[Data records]

______

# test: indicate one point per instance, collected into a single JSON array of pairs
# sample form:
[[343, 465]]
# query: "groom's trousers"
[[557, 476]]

______

# [What this task involves]
Return the whole of the data, character for character.

# [Answer to the exercise]
# test: indicate one point per instance, collected into a single JSON array of pairs
# sample form:
[[343, 465]]
# query: "groom's trousers"
[[557, 476]]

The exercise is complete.